Job — Return each line below that contains the string "simplified", copied in full. Case counts when matching.

Data listing —
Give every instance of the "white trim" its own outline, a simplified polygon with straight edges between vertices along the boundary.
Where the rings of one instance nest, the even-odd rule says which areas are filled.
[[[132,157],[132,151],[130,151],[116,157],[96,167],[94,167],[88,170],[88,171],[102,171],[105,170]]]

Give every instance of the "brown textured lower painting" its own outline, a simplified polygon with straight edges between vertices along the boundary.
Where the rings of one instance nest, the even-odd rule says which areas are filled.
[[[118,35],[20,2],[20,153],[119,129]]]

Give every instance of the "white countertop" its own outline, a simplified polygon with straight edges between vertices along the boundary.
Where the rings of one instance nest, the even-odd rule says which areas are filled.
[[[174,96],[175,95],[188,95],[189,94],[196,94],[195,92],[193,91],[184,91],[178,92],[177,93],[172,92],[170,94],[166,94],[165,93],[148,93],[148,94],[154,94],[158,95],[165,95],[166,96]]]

...

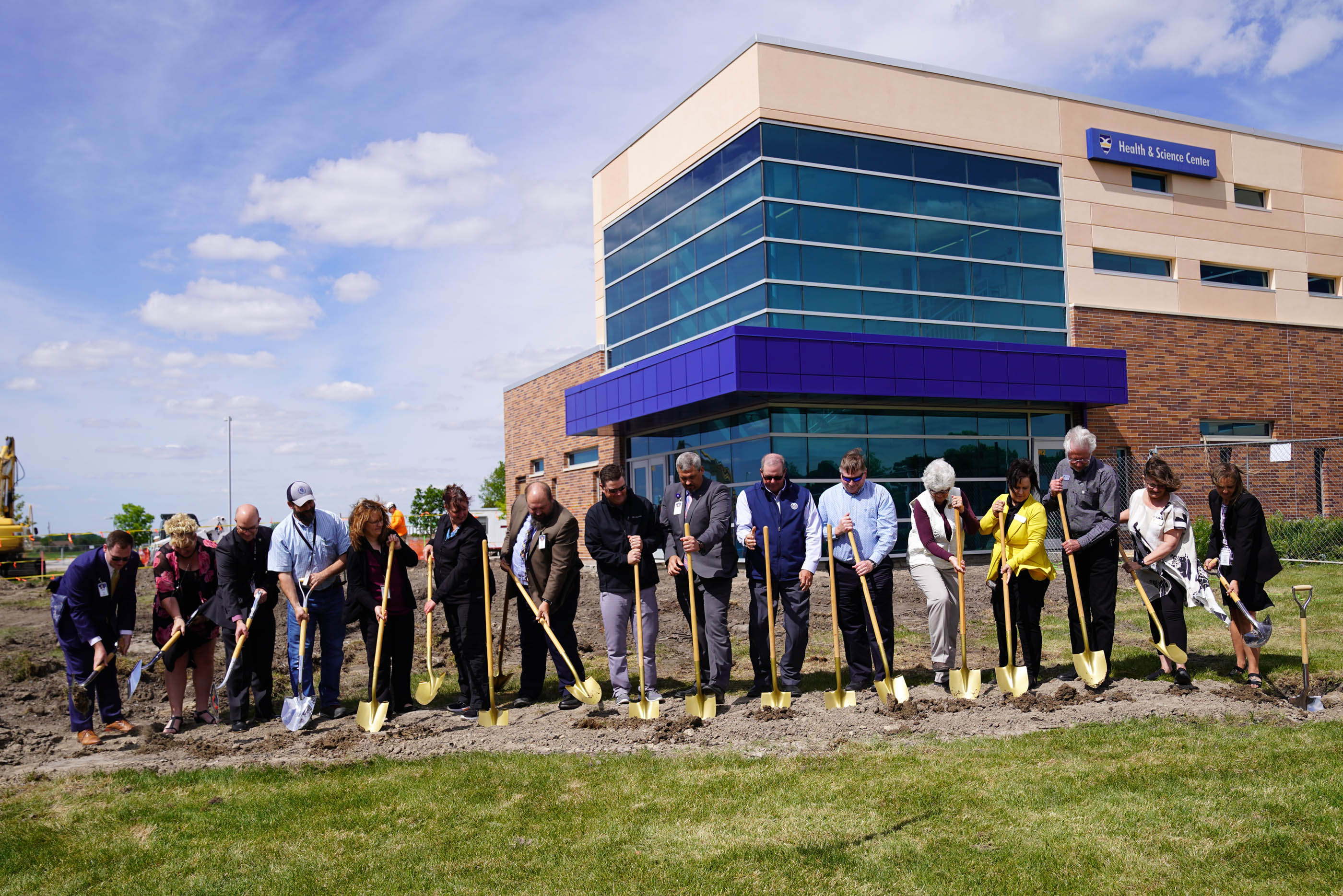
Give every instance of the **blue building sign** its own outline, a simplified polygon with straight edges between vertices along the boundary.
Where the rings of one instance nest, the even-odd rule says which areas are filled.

---

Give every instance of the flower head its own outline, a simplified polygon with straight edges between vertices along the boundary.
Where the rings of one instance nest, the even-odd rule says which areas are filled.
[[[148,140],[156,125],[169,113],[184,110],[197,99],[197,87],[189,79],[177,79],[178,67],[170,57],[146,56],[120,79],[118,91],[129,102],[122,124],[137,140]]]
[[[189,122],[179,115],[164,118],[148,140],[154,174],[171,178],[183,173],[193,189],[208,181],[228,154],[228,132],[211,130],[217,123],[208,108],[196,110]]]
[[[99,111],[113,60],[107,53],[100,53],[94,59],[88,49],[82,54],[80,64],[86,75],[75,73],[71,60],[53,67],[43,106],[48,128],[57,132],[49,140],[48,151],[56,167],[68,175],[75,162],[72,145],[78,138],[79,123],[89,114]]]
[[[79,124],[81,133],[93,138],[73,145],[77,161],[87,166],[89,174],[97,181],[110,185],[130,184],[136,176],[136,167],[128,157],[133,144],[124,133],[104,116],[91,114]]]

Output for this task —
Give every instance of the "white trim" its own outline, a simplified polygon with straight edges between vertices along the boundary.
Give every instance of the "brown textured lower painting" its own outline, a simplified polygon with straight edges between vertices along the boundary.
Give every instance of the "white countertop" its own outline, a simplified polygon with straight edges between vertices along the boundary.
Give every instance of the **blue building sign** its own outline, a simplified polygon with straight edges between vertices along the boundary.
Give every instance of the flower head its own outline, a simplified polygon with straight edges between vertices along the boundary.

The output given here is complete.